**Apply what you read**
a: Revise the article on Mariupol's surrender by giving everything from "But it comes" down to "giving no details." again, with "retreating" changed to "withdrawing".
b: Decide whether each statement below agrees with the article on Mariupol's surrender. Answer yes or no for each and quote the words from the article that settle it.
(i) Ukraine reported that 264 soldiers, 53 of them wounded, had left the metal plant.
(ii) Officials on both sides gave full details of a planned prisoner exchange.
(iii) Russian troops were driven out of the area around Kyiv at the end of March.

**Excerpted passage**

↓

Russia said 256 Ukrainian fighters had “laid down their arms and surrendered”, including 51 severely wounded. Ukraine said 264 soldiers, including 53 wounded, had left the metal plant, and efforts were under way to evacuate others still inside.
“The ‘Mariupol’ garrison has fulfilled its combat mission,” the General Staff of Ukraine’s Armed Forces said in a statement.
“The supreme military command ordered the commanders of the units stationed at Azovstal to save the lives of the personnel … Defenders of Mariupol are the heroes of our time.”
The surrender appears to mark the end of the battle of Mariupol, where Ukraine believes tens of thousands of people were killed under months of Russian bombardment and siege.
The city now lies in ruins. Its complete capture is Russia’s biggest victory of the war, giving Moscow total control of the coast of the Sea of Azov and an unbroken stretch of eastern and southern Ukraine about the size of Greece.
But it comes as Russia’s campaign has faltered elsewhere, with its troops around the city of Kharkiv in the northeast lately retreating at the fastest pace since they were driven out of the north and the area around Kyiv at the end of March.
Authorities on both sides gave few clues about the ultimate fate of Mariupol’s last defenders, with Ukrainian officials discussing the prospect of some form of exchange for Russian prisoners but giving no details.
“We hope that we will be able to save the lives of our guys,” Ukrainian President Volodymyr Zelenskiy said in an early morning address. “There are severely wounded ones among them. They’re receiving care. Ukraine needs Ukrainian heroes alive.”

↑

**Record excerpts**
↓

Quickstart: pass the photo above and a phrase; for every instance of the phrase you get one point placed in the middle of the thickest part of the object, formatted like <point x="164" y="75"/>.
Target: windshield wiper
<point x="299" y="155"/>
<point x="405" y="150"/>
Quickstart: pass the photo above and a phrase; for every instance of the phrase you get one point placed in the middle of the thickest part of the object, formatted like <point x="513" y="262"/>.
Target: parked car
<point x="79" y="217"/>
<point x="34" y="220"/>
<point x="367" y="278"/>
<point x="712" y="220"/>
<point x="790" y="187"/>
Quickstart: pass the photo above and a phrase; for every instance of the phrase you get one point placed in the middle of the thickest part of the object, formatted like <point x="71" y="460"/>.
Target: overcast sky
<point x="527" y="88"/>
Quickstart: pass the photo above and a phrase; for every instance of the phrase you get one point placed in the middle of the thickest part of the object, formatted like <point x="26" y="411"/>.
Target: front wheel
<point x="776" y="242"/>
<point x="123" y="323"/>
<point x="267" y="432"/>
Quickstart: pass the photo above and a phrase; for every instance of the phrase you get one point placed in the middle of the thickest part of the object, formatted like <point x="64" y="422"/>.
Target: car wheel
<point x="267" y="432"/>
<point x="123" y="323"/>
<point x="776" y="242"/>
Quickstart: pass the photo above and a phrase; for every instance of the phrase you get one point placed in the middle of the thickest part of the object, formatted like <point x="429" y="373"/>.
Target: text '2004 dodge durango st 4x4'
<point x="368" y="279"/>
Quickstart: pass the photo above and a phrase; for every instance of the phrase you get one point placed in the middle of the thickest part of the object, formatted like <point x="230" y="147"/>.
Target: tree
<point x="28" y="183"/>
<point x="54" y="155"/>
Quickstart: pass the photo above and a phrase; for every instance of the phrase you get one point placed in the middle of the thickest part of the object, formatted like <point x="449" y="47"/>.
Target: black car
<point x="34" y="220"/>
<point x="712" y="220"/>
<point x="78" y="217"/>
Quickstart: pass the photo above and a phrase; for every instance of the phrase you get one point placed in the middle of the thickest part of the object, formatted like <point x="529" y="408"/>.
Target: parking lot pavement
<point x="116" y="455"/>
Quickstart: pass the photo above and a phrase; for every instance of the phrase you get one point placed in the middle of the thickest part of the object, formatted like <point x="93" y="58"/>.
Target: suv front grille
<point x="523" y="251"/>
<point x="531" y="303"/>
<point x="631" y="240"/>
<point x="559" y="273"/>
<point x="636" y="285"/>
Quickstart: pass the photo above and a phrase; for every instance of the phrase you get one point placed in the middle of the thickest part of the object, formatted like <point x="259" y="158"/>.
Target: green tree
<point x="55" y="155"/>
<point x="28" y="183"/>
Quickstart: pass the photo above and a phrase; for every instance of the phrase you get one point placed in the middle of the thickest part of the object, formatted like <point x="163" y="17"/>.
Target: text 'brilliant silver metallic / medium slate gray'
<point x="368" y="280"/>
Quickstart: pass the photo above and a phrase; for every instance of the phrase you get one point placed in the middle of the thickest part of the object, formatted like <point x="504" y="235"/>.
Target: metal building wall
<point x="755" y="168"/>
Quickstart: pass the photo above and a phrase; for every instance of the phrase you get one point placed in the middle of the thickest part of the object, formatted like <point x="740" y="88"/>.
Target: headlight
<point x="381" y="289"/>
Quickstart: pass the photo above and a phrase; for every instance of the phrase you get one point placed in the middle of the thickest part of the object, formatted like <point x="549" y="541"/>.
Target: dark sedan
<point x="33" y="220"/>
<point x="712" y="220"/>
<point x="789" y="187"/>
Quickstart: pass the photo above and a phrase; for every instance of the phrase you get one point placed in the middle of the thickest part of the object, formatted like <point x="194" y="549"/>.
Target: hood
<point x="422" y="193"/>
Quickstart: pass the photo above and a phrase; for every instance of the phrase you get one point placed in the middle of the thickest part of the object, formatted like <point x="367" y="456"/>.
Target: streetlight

↑

**Answers to the exercises**
a:
But it comes as Russia’s campaign has faltered elsewhere, with its troops around the city of Kharkiv in the northeast lately withdrawing at the fastest pace since they were driven out of the north and the area around Kyiv at the end of March.
Authorities on both sides gave few clues about the ultimate fate of Mariupol’s last defenders, with Ukrainian officials discussing the prospect of some form of exchange for Russian prisoners but giving no details.

b:
(i) Yes: "Ukraine said 264 soldiers, including 53 wounded, had left the metal plant"
(ii) No: "discussing the prospect of some form of exchange for Russian prisoners but giving no details"
(iii) Yes: "driven out of the north and the area around Kyiv at the end of March"